Your assignment:
Please copy the items below, renaming "rough mask" to "coarse mask" everywhere it occurs and leaving everything else unchanged. Omit the pictures from your copy.
*** Recorded information ***
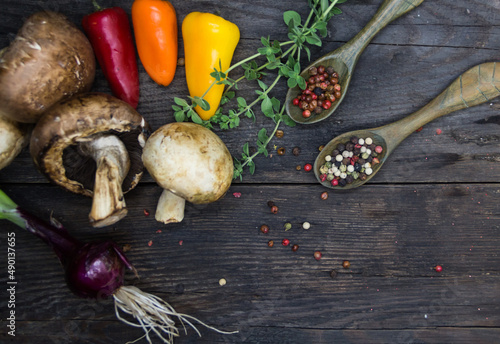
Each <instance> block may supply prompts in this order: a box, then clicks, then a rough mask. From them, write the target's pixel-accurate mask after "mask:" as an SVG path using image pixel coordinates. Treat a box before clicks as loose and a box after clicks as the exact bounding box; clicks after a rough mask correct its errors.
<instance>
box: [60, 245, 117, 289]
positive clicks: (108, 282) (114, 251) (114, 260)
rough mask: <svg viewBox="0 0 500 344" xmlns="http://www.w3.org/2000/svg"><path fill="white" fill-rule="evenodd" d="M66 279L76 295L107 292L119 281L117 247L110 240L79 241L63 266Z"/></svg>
***
Output:
Each <instance> block may supply prompts in this order: a box, then clicks, then a coarse mask. From them, write the target's pixel-accurate mask after "mask:" as an SVG path using image pixel coordinates. Treat a box before clicks as loose and a box after clicks as the exact bounding box; clicks after a coarse mask correct its errors.
<instance>
box: [60, 245, 117, 289]
positive clicks: (108, 282) (114, 251) (114, 260)
coarse mask: <svg viewBox="0 0 500 344" xmlns="http://www.w3.org/2000/svg"><path fill="white" fill-rule="evenodd" d="M66 279L76 295L107 292L119 281L117 247L110 240L79 241L63 266Z"/></svg>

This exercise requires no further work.